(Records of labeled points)
* BEGIN *

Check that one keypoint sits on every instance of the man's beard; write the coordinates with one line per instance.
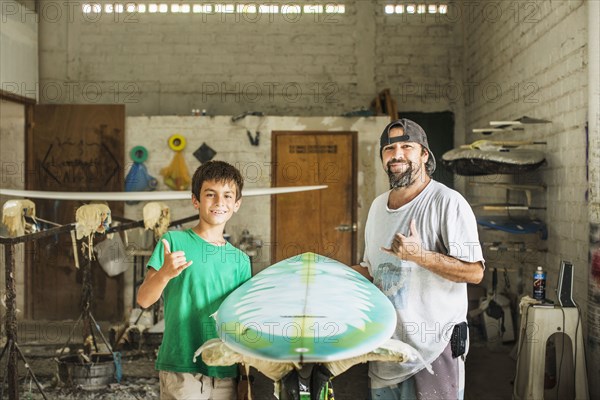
(400, 179)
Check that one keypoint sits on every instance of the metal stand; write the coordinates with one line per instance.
(11, 377)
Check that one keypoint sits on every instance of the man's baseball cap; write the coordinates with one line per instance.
(412, 133)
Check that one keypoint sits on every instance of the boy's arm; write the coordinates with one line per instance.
(156, 281)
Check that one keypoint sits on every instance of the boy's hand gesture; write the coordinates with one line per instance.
(174, 263)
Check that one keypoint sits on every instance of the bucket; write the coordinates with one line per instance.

* END *

- REQUIRED WORK -
Rewrite all the records above, replacing "keypoint" with "marker" and changing nothing else. Omit the pictures.

- EXERCISE OUTPUT -
Check that one marker sits on every instance of the man's beard; write the coordinates with one line per instance.
(400, 179)
Check that one marker sits on every instance of the metal stand; write the coordinates with one line per instance.
(11, 377)
Check that one marker sits on every instance of the man's baseball cap; write the coordinates with one line per instance.
(412, 133)
Check that one marker sits on every instance of the boy's arm; write the coordinates with one line per instance.
(156, 281)
Check that one marker sits on every instance of the boy's hand gesture; write the coordinates with one line per instance.
(174, 263)
Check that one marker sits on every instance of the bucket; write the coordinates with one line per instance.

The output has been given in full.